__Coordinate annotation records__.
§ §
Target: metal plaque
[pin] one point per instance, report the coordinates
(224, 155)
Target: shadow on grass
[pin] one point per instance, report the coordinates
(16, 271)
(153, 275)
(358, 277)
§ §
__Given task__.
Copy out all of the material above line for line, changing nothing.

__Written answer__.
Target: metal plaque
[pin] one point per instance, report the coordinates
(224, 155)
Target: shadow on grass
[pin] one point per instance, report the coordinates
(16, 271)
(153, 275)
(358, 277)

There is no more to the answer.